-- Objectif de l'exercice --
Répondez aux questions suivantes d'après le passage fourni :
(a) Où les penseurs, les génies, les flambeaux et les éclaireurs de l'humanité ont-ils lu ?
(b) À quoi sont assimilées les pensées d'un autre que nous avons lues ?
(c) À quoi est comparée la pensée qui naît en nous ?

-- Passage fourni --
•••••

Les doctes ont lu dans les livres, mais les penseurs, les génies, les flambeaux et les éclaireurs de l’humanité ont lu directement dans le livre de l’univers.
§. 259
Au fond, seules nos pensées fondamentales personnelles possèdent vérité et vie, car ce sont les seules que nous comprenons réellement et complètement. Les pensées d’un autre que nous avons lues sont les reliefs du repas d’un étranger, les vêtements délaissés par un étranger.
La pensée d’un autre est à la pensée qui naît en nous, ce qu’une plante préhistorique imprimée dans la pierre est à la plante fleurissante du printemps.

•••••

-- Données présentées --

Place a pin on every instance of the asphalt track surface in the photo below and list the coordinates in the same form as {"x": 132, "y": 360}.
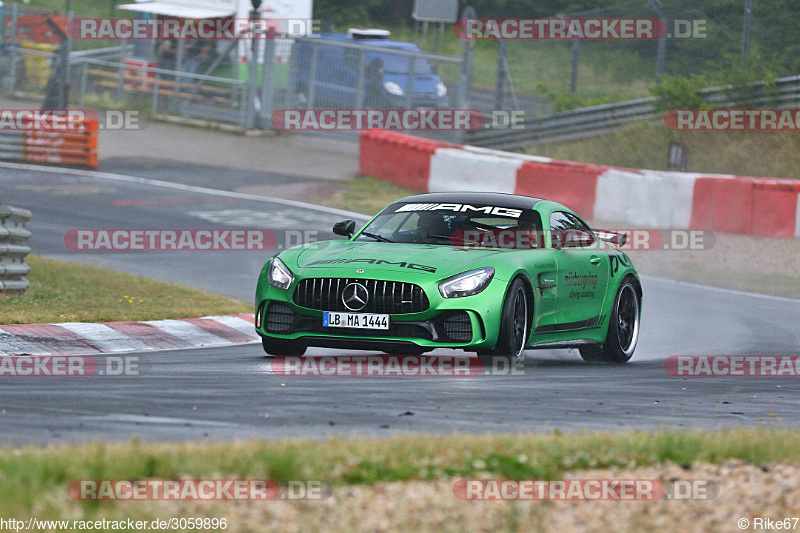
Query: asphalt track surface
{"x": 233, "y": 392}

•••••

-- Réponse attendue --
(a) Directement dans le livre de l'univers.
(b) Aux reliefs du repas d'un étranger et aux vêtements délaissés par un étranger.
(c) À la plante fleurissante du printemps.